Yes, what @gnwiii write is the easiest way.

In python one could do the following:

op_spi_it = GPF.getDefaultInstance().getOperatorSpiRegistry().getOperatorSpis().iterator()
while op_spi_it.hasNext():
    op_spi = op_spi_it.next()
    print("op_spi:", op_spi.getOperatorAlias())

dkin · November 3, 2021, 5:12pm

I tried to configure your provided batch script skeleton to my needs:

export PATH="$HOME/Applications/snap/bin:$PATH"
gptPath="gpt"
graphXmlPath="$1"
parameterFilePath="$2"
sourceDirectory="$3"
targetDirectory="$4"
targetFilePrefix="$5"

removeExtension() {
    file="$1"
    echo "$(echo "$file" | sed -r 's/\.[^\.]*$//')"
}

mkdir -p "${targetDirectory}"

for F in $(ls -1d "${sourceDirectory}"/S3*.SEN3); do
  sourceFile="$(realpath "$F")"
  targetFile="${targetDirectory}/${targetFilePrefix}_$(removeExtension "$(basename ${F})").nc"
  ${gptPath} ${graphXmlPath} -e -p ${parameterFilePath} -t ${targetFile} ${sourceFile}
done

And run it with:
$ ./processDataset.bash sen3_georeferencing.xml s3_georeference.properties /home/user/path/to/data /home/user/path/to/target s3_subset

But when I execute the batch script I get the following error:

Error: [NodeId: Read] Specified ‘file’ [sourceFile] does not exist.

(Stored dataset items)
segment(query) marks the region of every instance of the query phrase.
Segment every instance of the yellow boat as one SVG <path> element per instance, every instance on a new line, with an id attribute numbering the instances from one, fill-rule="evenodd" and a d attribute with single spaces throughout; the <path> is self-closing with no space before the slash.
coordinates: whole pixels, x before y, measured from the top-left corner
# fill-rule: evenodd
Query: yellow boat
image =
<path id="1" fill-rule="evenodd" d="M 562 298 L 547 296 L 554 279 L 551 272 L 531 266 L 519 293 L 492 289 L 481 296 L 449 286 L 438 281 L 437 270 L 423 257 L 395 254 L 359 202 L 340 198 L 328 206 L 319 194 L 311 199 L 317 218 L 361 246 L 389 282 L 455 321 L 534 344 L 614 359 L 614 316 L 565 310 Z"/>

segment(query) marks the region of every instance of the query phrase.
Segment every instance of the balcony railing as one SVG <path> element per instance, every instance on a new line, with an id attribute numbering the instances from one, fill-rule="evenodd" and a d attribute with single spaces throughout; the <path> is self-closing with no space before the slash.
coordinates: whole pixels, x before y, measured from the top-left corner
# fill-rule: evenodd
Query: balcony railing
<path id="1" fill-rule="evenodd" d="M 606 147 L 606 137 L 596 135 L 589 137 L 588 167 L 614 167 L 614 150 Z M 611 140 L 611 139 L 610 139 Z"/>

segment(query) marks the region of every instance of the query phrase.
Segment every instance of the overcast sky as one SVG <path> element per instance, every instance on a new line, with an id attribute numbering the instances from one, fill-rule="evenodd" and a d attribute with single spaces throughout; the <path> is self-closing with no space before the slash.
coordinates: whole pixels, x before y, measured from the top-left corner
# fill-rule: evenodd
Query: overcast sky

→ Exercise description
Can you write out the forum excerpt on the gpt batch script in full, word for word? This listing is separate material, apart from the forum excerpt on the gpt batch script.

→ Task solution
Yes, what @gnwiii write is the easiest way.

In python one could do the following:

op_spi_it = GPF.getDefaultInstance().getOperatorSpiRegistry().getOperatorSpis().iterator()
while op_spi_it.hasNext():
    op_spi = op_spi_it.next()
    print("op_spi:", op_spi.getOperatorAlias())

dkin · November 3, 2021, 5:12pm

I tried to configure your provided batch script skeleton to my needs:

export PATH="$HOME/Applications/snap/bin:$PATH"
gptPath="gpt"
graphXmlPath="$1"
parameterFilePath="$2"
sourceDirectory="$3"
targetDirectory="$4"
targetFilePrefix="$5"

removeExtension() {
    file="$1"
    echo "$(echo "$file" | sed -r 's/\.[^\.]*$//')"
}

mkdir -p "${targetDirectory}"

for F in $(ls -1d "${sourceDirectory}"/S3*.SEN3); do
  sourceFile="$(realpath "$F")"
  targetFile="${targetDirectory}/${targetFilePrefix}_$(removeExtension "$(basename ${F})").nc"
  ${gptPath} ${graphXmlPath} -e -p ${parameterFilePath} -t ${targetFile} ${sourceFile}
done

And run it with:
$ ./processDataset.bash sen3_georeferencing.xml s3_georeference.properties /home/user/path/to/data /home/user/path/to/target s3_subset

But when I execute the batch script I get the following error:

Error: [NodeId: Read] Specified ‘file’ [sourceFile] does not exist.